■ **PAGE**:
#####

Business Maverick

ANALYSIS

Rand to benefit from the US Fed’s inflation-averaging pivot

Rand to benefit from the US Fed’s inflation-averaging pivot
(Photo: Unsplash / Sincerely Media)

The impact of the Fed’s decision to adopt inflation-averaging as a policy objective instead of point targeting will be felt far more widely than in the US. In fact, emerging markets stand to benefit and SA has already seen the rand rally in response. But it’s a high-stakes game and all players have much to lose if the Fed’s new policy stance backfires.

The US Federal Reserve’s decision to pursue an average inflation target last week will not only be of benefit to the US economy – if successful – but is also expected to offer positive spin-offs for emerging markets that will now have more monetary policy space to keep interest rates lower for longer.

#####

■ **STORED DATA**:

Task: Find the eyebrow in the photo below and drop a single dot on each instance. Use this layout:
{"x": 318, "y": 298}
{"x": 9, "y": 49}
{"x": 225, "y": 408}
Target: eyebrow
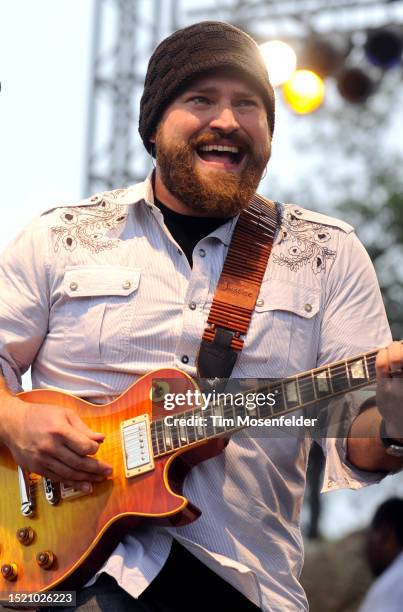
{"x": 213, "y": 90}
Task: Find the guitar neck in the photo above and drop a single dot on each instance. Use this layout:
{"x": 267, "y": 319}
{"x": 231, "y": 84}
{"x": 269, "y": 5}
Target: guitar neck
{"x": 223, "y": 417}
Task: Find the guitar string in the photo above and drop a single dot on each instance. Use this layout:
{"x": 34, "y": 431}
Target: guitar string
{"x": 115, "y": 448}
{"x": 114, "y": 439}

#####

■ **TASKS FOR THIS EXERCISE**:
(1) Quote the article on the Fed's inflation-averaging pivot word for word, starting at "Business Maverick" and ending at "Unsplash / Sincerely Media)".
(2) Please convert the rows into a JSON list of strings, one string per line and no blank lines, starting at the line that contains "Task: Find the guitar string" and ending at the last line of the rows.

■ **ANSWER LIST**:
(1)
Business Maverick

ANALYSIS

Rand to benefit from the US Fed’s inflation-averaging pivot

Rand to benefit from the US Fed’s inflation-averaging pivot
(Photo: Unsplash / Sincerely Media)

(2)
[
  "Task: Find the guitar string in the photo above and drop a single dot on each instance. Use this layout:",
  "{\"x\": 34, \"y\": 431}",
  "Target: guitar string",
  "{\"x\": 115, \"y\": 448}",
  "{\"x\": 114, \"y\": 439}"
]